> [WHAT TO PRODUCE] I'd like an exact copy of every line from the start of the entries below through the line containing "Expected: one point per instance of the white fur, each", please.
----
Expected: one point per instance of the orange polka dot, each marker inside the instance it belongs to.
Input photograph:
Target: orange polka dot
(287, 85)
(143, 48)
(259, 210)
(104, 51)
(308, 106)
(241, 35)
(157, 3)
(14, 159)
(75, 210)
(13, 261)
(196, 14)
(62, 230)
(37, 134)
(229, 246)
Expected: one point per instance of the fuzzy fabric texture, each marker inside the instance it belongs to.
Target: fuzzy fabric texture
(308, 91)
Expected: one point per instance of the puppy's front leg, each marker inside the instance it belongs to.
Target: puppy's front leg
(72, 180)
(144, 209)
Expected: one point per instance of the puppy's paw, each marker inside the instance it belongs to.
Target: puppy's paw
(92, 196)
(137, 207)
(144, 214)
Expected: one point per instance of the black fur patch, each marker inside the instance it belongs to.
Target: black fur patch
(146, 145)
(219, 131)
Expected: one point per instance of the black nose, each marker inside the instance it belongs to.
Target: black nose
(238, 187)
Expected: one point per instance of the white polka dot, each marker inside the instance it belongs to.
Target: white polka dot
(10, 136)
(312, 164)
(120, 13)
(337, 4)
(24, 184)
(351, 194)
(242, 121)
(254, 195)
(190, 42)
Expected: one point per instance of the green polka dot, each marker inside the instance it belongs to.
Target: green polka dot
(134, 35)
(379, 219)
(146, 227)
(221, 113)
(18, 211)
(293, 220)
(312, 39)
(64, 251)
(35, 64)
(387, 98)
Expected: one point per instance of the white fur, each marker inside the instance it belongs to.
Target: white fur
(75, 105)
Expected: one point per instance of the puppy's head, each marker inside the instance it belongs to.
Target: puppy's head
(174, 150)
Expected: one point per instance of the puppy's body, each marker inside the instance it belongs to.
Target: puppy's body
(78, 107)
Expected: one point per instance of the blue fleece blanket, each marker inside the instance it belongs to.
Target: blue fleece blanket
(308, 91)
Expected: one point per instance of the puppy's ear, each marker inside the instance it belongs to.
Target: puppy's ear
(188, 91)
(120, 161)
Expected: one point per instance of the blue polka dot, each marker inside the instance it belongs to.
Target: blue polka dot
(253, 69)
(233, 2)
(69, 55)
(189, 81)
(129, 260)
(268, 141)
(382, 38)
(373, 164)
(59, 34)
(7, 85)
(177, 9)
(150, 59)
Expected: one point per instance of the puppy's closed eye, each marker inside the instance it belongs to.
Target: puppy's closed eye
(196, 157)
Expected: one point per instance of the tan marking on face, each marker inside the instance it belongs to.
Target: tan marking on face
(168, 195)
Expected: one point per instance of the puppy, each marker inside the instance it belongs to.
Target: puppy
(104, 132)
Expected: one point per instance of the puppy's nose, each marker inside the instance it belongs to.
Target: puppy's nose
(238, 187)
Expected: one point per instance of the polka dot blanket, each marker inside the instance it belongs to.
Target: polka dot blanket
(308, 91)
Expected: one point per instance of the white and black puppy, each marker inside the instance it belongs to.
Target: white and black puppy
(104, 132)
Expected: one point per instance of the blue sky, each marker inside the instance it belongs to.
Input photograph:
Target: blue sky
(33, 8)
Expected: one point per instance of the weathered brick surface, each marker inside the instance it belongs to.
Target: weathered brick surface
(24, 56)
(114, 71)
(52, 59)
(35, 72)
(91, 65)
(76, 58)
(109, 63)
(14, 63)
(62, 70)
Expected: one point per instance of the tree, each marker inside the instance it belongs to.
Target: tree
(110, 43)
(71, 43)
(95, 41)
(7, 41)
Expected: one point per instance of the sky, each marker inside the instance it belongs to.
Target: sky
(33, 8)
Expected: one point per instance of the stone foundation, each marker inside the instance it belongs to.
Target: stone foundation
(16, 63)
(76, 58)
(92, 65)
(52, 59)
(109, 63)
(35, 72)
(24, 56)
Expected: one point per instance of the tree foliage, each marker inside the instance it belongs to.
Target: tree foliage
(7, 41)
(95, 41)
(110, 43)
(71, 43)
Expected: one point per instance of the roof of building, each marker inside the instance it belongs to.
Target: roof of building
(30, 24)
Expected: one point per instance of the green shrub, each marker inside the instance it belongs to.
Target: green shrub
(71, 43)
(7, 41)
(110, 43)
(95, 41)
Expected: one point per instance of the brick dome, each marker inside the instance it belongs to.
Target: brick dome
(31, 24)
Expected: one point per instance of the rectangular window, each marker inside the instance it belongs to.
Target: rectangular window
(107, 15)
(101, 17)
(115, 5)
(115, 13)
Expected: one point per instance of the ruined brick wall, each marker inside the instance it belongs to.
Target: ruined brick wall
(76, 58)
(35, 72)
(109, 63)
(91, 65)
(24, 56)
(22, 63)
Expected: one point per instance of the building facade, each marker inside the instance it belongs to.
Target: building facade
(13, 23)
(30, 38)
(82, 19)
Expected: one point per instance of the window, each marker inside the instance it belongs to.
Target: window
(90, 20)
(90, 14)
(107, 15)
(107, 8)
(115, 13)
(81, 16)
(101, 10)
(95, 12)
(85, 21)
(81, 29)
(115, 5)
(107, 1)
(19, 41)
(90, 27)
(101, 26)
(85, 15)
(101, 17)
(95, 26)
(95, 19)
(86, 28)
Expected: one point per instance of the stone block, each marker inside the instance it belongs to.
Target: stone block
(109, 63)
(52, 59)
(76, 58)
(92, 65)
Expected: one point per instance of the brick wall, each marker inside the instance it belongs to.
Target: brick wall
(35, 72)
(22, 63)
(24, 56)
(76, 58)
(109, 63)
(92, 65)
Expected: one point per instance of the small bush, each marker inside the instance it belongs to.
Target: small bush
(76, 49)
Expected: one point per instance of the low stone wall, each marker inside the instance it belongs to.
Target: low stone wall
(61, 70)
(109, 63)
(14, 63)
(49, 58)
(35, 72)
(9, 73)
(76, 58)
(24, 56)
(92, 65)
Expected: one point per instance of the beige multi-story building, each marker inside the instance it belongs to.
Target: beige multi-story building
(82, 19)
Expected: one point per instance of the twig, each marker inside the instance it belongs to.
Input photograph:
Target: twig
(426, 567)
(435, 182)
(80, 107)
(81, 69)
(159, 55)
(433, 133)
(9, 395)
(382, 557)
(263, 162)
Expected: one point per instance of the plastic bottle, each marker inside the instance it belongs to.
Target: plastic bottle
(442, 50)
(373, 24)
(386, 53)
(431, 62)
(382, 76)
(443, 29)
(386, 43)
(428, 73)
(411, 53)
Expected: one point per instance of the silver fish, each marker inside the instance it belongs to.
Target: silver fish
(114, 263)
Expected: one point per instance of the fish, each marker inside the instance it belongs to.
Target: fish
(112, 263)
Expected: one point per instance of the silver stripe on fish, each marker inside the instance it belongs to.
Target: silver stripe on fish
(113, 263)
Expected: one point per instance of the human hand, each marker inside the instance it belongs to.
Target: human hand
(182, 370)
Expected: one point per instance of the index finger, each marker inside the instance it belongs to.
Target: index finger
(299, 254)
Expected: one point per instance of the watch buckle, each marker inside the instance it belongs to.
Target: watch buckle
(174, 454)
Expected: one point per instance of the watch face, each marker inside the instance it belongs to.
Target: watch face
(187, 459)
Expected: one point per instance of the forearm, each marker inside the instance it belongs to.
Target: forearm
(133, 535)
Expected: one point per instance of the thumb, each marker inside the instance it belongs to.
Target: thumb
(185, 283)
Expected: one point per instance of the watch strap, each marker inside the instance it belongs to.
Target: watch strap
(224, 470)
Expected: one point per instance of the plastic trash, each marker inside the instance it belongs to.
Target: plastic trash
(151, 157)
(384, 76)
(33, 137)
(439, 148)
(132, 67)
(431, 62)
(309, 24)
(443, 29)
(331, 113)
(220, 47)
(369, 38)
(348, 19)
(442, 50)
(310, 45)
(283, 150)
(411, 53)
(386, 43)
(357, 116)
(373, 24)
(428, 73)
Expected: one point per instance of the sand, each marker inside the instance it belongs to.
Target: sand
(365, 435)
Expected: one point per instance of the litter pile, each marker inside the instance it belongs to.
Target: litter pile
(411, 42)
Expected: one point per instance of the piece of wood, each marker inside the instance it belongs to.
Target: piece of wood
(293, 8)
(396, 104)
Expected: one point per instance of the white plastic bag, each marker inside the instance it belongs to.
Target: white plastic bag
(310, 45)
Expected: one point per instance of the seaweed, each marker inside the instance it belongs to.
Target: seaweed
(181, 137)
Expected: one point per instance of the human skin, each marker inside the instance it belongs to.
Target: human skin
----
> [EXERCISE OUTPUT]
Expected: one point per instance of the orange polka dot, each marker inside the instance it belongs to.
Input photograph:
Target: orange polka dot
(287, 85)
(143, 48)
(259, 210)
(104, 51)
(308, 106)
(241, 35)
(157, 3)
(14, 159)
(75, 210)
(13, 261)
(196, 14)
(62, 230)
(37, 134)
(229, 246)
Expected: one point per instance of the fuzzy fabric texture, each marker inside the instance it belongs to.
Target: fuzzy fabric texture
(308, 91)
Expected: one point per instance of the puppy's front leg, each marker inside the instance it belongs to.
Target: puppy's front leg
(72, 180)
(144, 209)
Expected: one point per instance of the puppy's paw, each marker inside the instance it belongs to.
Target: puppy's paw
(92, 196)
(137, 207)
(144, 214)
Expected: one point per instance of the black fur patch, each marker inside the instance it belongs to.
Target: black fur patch
(146, 145)
(219, 131)
Expected: one point per instance of the black nose, each marker inside the instance it belongs to.
Target: black nose
(238, 187)
Expected: one point per instance of the white polka dot, each marker inside the instance it belongs to.
Target: white polka dot
(10, 136)
(312, 164)
(120, 13)
(337, 4)
(24, 184)
(351, 194)
(242, 121)
(254, 195)
(190, 42)
Expected: one point per instance of the green polka dot, each marker inside the instance it belongs to.
Target: green polka dot
(134, 35)
(379, 219)
(146, 227)
(221, 113)
(18, 211)
(293, 220)
(312, 39)
(64, 251)
(35, 64)
(387, 98)
Expected: one point per instance of the white fur, each marker inside the instance it belongs to.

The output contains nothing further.